**課題 1**
ダウントンの物語のあらすじについて、次の問いに答えてください。
(a) ベイツは、毎朝アンナを待っている理由を何だと言っているか。
(b) バクスターは、ミシンを使用人部屋で使う許可を誰に求めたか。
(c) ペグ夫人が、お茶や同情よりも気にしているのは何か。
**課題 2**
ダウントンの物語のあらすじを、最後の文に続けて書いてください。

第5話 ことの真相 Episode #4.5
監督/Philip John 脚本/Julian Fellowes
【前回までのあらすじ】
ダウントンの運営に乗り出したメアリー。支払期日、納品の方法を
相談にいくという。相続税のことでロンドンに出かけたメアリーは
ギリンガム卿と再会。一方イーディスと結婚するためにドイツ国籍
を取ることを決意したグレッグソン。一週間後に出発するという
ことでイーディスは彼と一夜を共にする。それを知ったロザムンド
からは名と評判がかかっているのだとして怒られる。
エドナはトムに対して赤ちゃんが出来たら結婚してくれるかと
問う。過去の過ちでエドナの罠にハマったがヒューズに助けられる。
乱暴を受けたアンナはベイツを避けるようになる。突然プロポーズ
をされたメアリーは困惑するが、やっぱりマシューのことが忘れ
られないとして断るが、キスして最後の思い出とする。
【ストーリー】
ベイツは自宅から一人で城へ通勤する。アンナは城の使用人部屋で
朝を迎えていた。顔のアザの出来た場所をメイクで隠す中、
アンナが部屋から出て階段から下りてくるのを毎朝のようにベイツ
は待っていた。どうして待っているのかというアンナに、君に一番に
毎日挨拶をしたいのだという。オレは原因を説明してくれるまで待つ
という。完璧な人生がある日突然崩れてしまったこと。説明無しでは
納得できないという。
トーマスの紹介でエドナの代わりにやってきた侍女のバクスター。
ミシンを使いたいがソケットがないとして使用人部屋で
使っても良いかとアンナに許可を求める。あのトーマスと親しい
なんて変ではないかというベイツに対してアンナは「よく言うでしょ、
人間は不可解な生き物だ」と。
パットナムは本当にアルフレッドに料理を教えて良いのかとデイジー
と語る。ヒューズはその件をカーソンに尋ねる。料理学校の試験に
備えて特訓しても良いかとすると、受験の許可はまだ来ていないが今
から練習がしたいという。本人がその道に進みたいというのであれば
問題は無いとしてパットナムも手伝って良いと許可する。
Merciaのベルが鳴る。
侍女バクスターはコーラの元に朝食を運ぶ。いつもとは違いアメリカ
では朝食の時にオレンジジュースを飲むのでアメリカ出身の奥様は
好きかと思ったとしてベッドに持ってくる。
ロバートがやってくると、コーラに対して彼女は合格かと尋ねる。
あとでトムとメアリーから書斎に呼ばれたとし、何か考えがあるらしい
ことを語る。
イザベルはクラークソンと共に若者の働き口について話し合う。
ペグ夫人が気にしているのはお茶や同情よりも息子・ジョン・ペグ
の就職だという。伯爵の屋敷の庭師とか庭造りに熱心な先代の伯爵夫人
の所で雇ってもらえないかとイザベルに相談する。

**表示データ**
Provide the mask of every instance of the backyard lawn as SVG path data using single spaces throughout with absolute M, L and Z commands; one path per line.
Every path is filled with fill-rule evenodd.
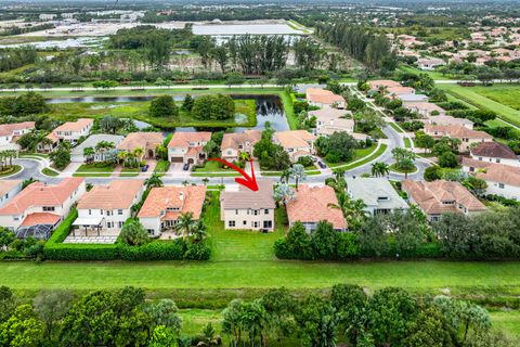
M 96 164 L 82 164 L 76 172 L 73 175 L 74 177 L 109 177 L 114 171 L 115 166 L 108 165 L 104 163 L 96 163 Z
M 520 126 L 519 101 L 514 100 L 515 92 L 517 95 L 520 93 L 520 87 L 514 87 L 511 85 L 495 85 L 493 87 L 439 85 L 439 87 L 457 99 L 479 108 L 494 111 L 498 117 L 504 120 Z M 491 98 L 491 95 L 493 95 L 493 98 Z M 514 107 L 517 107 L 517 110 Z

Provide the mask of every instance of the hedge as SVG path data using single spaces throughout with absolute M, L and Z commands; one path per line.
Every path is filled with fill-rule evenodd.
M 43 247 L 48 260 L 207 260 L 211 249 L 207 242 L 190 243 L 176 241 L 152 241 L 143 246 L 116 244 L 68 244 L 63 243 L 78 217 L 73 209 L 56 228 Z

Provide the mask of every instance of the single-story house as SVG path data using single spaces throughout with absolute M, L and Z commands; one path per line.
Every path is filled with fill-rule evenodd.
M 274 230 L 273 181 L 258 180 L 258 191 L 243 185 L 238 190 L 226 190 L 220 195 L 220 219 L 225 229 Z
M 0 226 L 10 230 L 38 224 L 54 228 L 84 193 L 84 178 L 70 177 L 57 184 L 34 182 L 0 208 Z
M 209 131 L 176 131 L 168 143 L 168 158 L 171 163 L 202 164 L 207 159 L 204 146 L 210 140 Z
M 107 133 L 95 133 L 88 137 L 79 145 L 75 146 L 70 151 L 70 162 L 73 163 L 84 163 L 87 158 L 83 155 L 84 149 L 92 147 L 95 151 L 95 146 L 100 142 L 112 142 L 114 146 L 117 146 L 125 138 L 118 134 L 107 134 Z M 105 160 L 105 153 L 96 152 L 93 156 L 94 162 Z
M 347 220 L 338 205 L 334 189 L 324 187 L 310 187 L 300 184 L 295 198 L 287 203 L 287 217 L 289 226 L 301 222 L 308 232 L 316 229 L 320 221 L 327 221 L 337 231 L 347 230 Z
M 0 207 L 18 194 L 22 185 L 22 180 L 0 180 Z
M 141 201 L 142 180 L 114 180 L 108 185 L 96 185 L 78 202 L 78 218 L 73 226 L 79 231 L 120 230 L 132 216 L 132 205 Z
M 344 101 L 343 97 L 337 95 L 329 90 L 321 88 L 308 88 L 306 91 L 306 99 L 310 105 L 317 106 L 320 108 L 344 108 L 347 106 L 347 102 Z
M 348 178 L 347 193 L 353 200 L 362 200 L 370 215 L 404 210 L 408 204 L 399 196 L 386 178 Z
M 459 182 L 404 180 L 401 188 L 430 221 L 439 220 L 443 214 L 473 215 L 485 210 L 485 206 Z
M 151 236 L 160 236 L 172 231 L 179 217 L 191 213 L 194 220 L 200 218 L 206 187 L 158 187 L 153 188 L 146 197 L 138 218 Z
M 298 162 L 302 156 L 313 155 L 316 139 L 307 130 L 276 131 L 273 134 L 273 142 L 284 147 L 291 162 Z
M 518 156 L 509 146 L 499 142 L 482 142 L 469 150 L 471 158 L 487 163 L 497 163 L 520 167 Z
M 493 137 L 484 131 L 471 130 L 465 126 L 435 126 L 426 125 L 425 132 L 433 138 L 452 138 L 460 140 L 458 152 L 465 153 L 473 145 L 473 143 L 492 142 Z
M 156 150 L 164 141 L 162 132 L 140 131 L 127 134 L 116 149 L 118 151 L 132 152 L 135 149 L 143 150 L 143 158 L 155 158 Z
M 253 146 L 261 138 L 262 133 L 260 130 L 224 133 L 220 145 L 222 158 L 232 162 L 237 160 L 240 153 L 248 153 L 252 156 Z
M 463 169 L 487 183 L 486 194 L 520 198 L 520 167 L 465 157 Z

**解答 1**
(a) アンナに一番に毎日挨拶をしたいから。
(b) アンナ。
(c) 息子ジョン・ペグの就職。

**解答 2**
トムとメアリーはロバートに対して明日葬儀があるという。先祖の代
から付き合いのある小作人だった。メアリーは地代を払ってないとし
て然るべき対処をするという。土地を貸すのを辞めて自営農業をする
のか?と問うロバート。代々あの一家に任せていた土地だとするが
メアリーは世の中は前進していると語る。
そんな中メアリーにこの記事を読んだのかとしてロバートは新聞を
渡す。そこには
「グリンガム子爵と故オズウェストン卿の一人娘・メイベル・レイン・
フォックス嬢がめでたくご婚約」
と書かれていた。メアリーは祝福の手紙を書かないといけないわねと
淡々と語るが、その裏でショックを受ける。
デイジーはバクスターが使用人部屋でミシンを使うのを見て居た。
ミシンって電気でしょとし勝手に動き出して指を机に縫い付けられそう
で怖くないのかと問う。どうやって操作しているのかと問われ
ペダルだという。パットナムはあまりの恐怖に何もこんなところやる
ことはないとし、捨ててしまえば良いと語る。トーマスはバクスター
に対してパットナムは古い人間だと語る。
アンナがそんなみんなが居る中にやってくるが、ベイツが居るのを
知り避けて行ってしまう。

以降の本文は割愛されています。